Aim.
Please copy out the entries below without any changes, starting with the line that contains "# test: locate the fence" and going on through the last line of the entries.

++++++

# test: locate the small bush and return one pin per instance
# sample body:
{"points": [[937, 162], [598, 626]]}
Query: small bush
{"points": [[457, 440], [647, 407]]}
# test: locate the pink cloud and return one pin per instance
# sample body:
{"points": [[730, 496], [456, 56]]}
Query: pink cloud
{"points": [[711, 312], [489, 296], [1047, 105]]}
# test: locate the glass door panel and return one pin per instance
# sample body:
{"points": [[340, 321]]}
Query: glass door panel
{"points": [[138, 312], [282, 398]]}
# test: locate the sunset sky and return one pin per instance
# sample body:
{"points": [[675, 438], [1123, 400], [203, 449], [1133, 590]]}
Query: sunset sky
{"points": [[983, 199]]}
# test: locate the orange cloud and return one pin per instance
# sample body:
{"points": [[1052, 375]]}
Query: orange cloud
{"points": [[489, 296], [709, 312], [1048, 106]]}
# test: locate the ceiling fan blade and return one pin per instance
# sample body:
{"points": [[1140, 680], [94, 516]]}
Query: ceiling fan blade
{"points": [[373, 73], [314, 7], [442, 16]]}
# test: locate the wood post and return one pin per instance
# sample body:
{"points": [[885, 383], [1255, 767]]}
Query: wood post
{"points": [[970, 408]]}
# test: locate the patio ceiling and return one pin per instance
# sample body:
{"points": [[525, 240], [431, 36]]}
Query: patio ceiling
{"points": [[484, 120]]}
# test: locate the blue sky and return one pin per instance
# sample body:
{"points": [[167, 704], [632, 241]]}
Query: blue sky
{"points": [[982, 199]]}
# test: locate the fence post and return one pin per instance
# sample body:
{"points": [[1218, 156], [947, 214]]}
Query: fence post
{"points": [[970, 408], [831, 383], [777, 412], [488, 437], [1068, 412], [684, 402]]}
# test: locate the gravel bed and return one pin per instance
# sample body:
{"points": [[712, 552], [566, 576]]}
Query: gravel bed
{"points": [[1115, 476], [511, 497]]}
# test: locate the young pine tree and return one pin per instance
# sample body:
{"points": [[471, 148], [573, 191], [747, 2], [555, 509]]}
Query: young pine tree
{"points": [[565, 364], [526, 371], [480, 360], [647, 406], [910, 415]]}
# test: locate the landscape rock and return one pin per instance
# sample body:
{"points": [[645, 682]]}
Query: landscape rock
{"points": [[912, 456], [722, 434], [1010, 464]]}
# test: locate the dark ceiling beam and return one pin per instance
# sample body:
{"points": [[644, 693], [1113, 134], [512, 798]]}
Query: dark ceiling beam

++++++

Solution for this problem.
# test: locate the fence post and return one pin per instance
# sample body:
{"points": [[1218, 156], [947, 214]]}
Query: fence post
{"points": [[970, 408], [831, 383], [777, 412], [488, 437], [1068, 412], [684, 402]]}
# test: locate the gravel bed and return one pin per instance
# sample body:
{"points": [[712, 552], [566, 576]]}
Query: gravel bed
{"points": [[1115, 476], [511, 497]]}
# test: locate the young pine tree and return one pin per instance
# sample body:
{"points": [[471, 148], [573, 191], [747, 2], [555, 509]]}
Query: young pine tree
{"points": [[565, 364], [526, 371], [480, 360], [647, 406], [910, 415]]}
# test: locate the landscape rock and return one pin per instance
# sample body:
{"points": [[645, 682]]}
Query: landscape rock
{"points": [[912, 456], [722, 434], [1010, 464]]}
# test: locate the dark ceiling beam and return one pin per instance
# sample body:
{"points": [[644, 693], [1113, 134], [512, 798]]}
Query: dark ceiling beam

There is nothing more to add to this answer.